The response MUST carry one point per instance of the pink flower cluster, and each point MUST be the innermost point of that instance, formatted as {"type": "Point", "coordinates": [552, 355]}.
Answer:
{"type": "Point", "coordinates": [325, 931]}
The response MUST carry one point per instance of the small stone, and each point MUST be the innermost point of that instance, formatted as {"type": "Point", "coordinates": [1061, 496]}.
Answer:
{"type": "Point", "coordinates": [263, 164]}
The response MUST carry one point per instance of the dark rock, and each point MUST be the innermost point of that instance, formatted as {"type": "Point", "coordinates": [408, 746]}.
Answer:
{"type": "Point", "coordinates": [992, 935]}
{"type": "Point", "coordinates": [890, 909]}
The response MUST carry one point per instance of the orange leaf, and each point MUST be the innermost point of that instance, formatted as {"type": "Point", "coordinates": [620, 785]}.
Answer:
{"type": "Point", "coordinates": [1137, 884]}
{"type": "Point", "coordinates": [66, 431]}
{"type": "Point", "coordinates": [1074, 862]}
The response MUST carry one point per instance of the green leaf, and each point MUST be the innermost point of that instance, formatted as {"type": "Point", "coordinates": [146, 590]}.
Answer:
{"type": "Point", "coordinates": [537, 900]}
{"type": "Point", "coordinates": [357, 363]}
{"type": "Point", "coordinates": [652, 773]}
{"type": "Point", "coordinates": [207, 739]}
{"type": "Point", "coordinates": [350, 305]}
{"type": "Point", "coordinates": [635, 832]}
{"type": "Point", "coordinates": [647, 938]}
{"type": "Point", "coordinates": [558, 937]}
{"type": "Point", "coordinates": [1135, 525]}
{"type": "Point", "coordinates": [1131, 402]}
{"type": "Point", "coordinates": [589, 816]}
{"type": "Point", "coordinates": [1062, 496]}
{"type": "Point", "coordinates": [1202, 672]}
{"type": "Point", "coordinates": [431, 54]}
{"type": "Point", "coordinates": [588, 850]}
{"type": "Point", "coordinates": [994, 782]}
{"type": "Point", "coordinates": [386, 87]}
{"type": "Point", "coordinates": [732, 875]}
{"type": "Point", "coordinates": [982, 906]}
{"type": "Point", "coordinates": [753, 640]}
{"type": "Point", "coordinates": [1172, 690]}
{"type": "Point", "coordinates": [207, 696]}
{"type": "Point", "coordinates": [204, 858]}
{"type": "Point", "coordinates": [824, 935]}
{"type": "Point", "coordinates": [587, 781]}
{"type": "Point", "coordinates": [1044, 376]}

_WORK REQUIRED_. Please give every entry again, precisely as it appears.

_SOLUTION TO THIS EXERCISE_.
The response MUST carry one point per instance of the pink flower cluster, and each point MUST be the innermost point of that instance, formatted as {"type": "Point", "coordinates": [552, 355]}.
Answer:
{"type": "Point", "coordinates": [325, 931]}
The response MUST carry one point per instance of the small stone, and each point MUST be the innermost point of that instance, formatted as {"type": "Point", "coordinates": [1061, 496]}.
Answer:
{"type": "Point", "coordinates": [263, 164]}
The response MUST carry one point per instance of the dark rock, and each point MUST be the innermost point of that instance, formatted as {"type": "Point", "coordinates": [408, 746]}.
Answer:
{"type": "Point", "coordinates": [992, 935]}
{"type": "Point", "coordinates": [890, 909]}
The response MUST carry one point per instance of the orange leaf, and each point MUST be the innermost point of that instance, formatted as {"type": "Point", "coordinates": [620, 785]}.
Answer:
{"type": "Point", "coordinates": [1137, 884]}
{"type": "Point", "coordinates": [66, 431]}
{"type": "Point", "coordinates": [1074, 862]}
The response MUST carry one point per instance of the green leaf, and each point MUST be the innermost point of that instance, formatted as {"type": "Point", "coordinates": [146, 590]}.
Answer:
{"type": "Point", "coordinates": [537, 900]}
{"type": "Point", "coordinates": [357, 363]}
{"type": "Point", "coordinates": [652, 773]}
{"type": "Point", "coordinates": [207, 739]}
{"type": "Point", "coordinates": [350, 305]}
{"type": "Point", "coordinates": [635, 832]}
{"type": "Point", "coordinates": [647, 938]}
{"type": "Point", "coordinates": [558, 937]}
{"type": "Point", "coordinates": [1135, 525]}
{"type": "Point", "coordinates": [1131, 402]}
{"type": "Point", "coordinates": [589, 816]}
{"type": "Point", "coordinates": [1062, 496]}
{"type": "Point", "coordinates": [1202, 672]}
{"type": "Point", "coordinates": [431, 54]}
{"type": "Point", "coordinates": [588, 850]}
{"type": "Point", "coordinates": [994, 782]}
{"type": "Point", "coordinates": [386, 87]}
{"type": "Point", "coordinates": [732, 875]}
{"type": "Point", "coordinates": [982, 906]}
{"type": "Point", "coordinates": [753, 640]}
{"type": "Point", "coordinates": [1172, 690]}
{"type": "Point", "coordinates": [207, 696]}
{"type": "Point", "coordinates": [204, 858]}
{"type": "Point", "coordinates": [824, 935]}
{"type": "Point", "coordinates": [587, 781]}
{"type": "Point", "coordinates": [1044, 376]}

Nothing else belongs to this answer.